What you are asked to do — Convert the lines below into a Markdown table with two columns, "No." and "Line", assigning each line a row number and omitting any blank lines.
======== Record list
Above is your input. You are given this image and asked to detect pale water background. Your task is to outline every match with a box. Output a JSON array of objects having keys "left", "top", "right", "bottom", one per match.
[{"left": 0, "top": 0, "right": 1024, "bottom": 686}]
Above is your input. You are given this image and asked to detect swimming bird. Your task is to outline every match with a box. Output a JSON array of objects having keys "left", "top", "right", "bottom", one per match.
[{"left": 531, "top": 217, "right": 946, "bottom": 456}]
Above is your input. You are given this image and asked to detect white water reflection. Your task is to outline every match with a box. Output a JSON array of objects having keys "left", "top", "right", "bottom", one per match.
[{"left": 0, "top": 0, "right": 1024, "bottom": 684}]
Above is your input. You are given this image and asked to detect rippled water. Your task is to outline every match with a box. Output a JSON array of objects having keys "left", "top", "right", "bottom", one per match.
================
Reply to the task —
| No. | Line |
|---|---|
| 1 | Above is your input. You are given this image and asked to detect pale water background. Your task is to outline every match with a box. Output a JSON array of objects having keys "left", "top", "right", "bottom", one per match. |
| 2 | [{"left": 0, "top": 0, "right": 1024, "bottom": 686}] |
| 3 | Above is your input. You are given this image and asked to detect swimming bird. Your task is to outline every match with a box. Output a JSON array of objects having keys "left", "top", "right", "bottom", one per match. |
| 4 | [{"left": 531, "top": 217, "right": 946, "bottom": 456}] |
| 5 | Above is your input. You are given this image and asked to detect white water reflection. Your task is to outline every match with a box. Output a JSON array of objects having keys "left", "top", "right", "bottom", one per match. |
| 6 | [{"left": 0, "top": 0, "right": 1024, "bottom": 684}] |
| 7 | Above is your input. You are given this image and asked to detect rippled water. Your task is to outline every match with a box. Output a JSON array of objects having keys "left", "top", "right", "bottom", one per match. |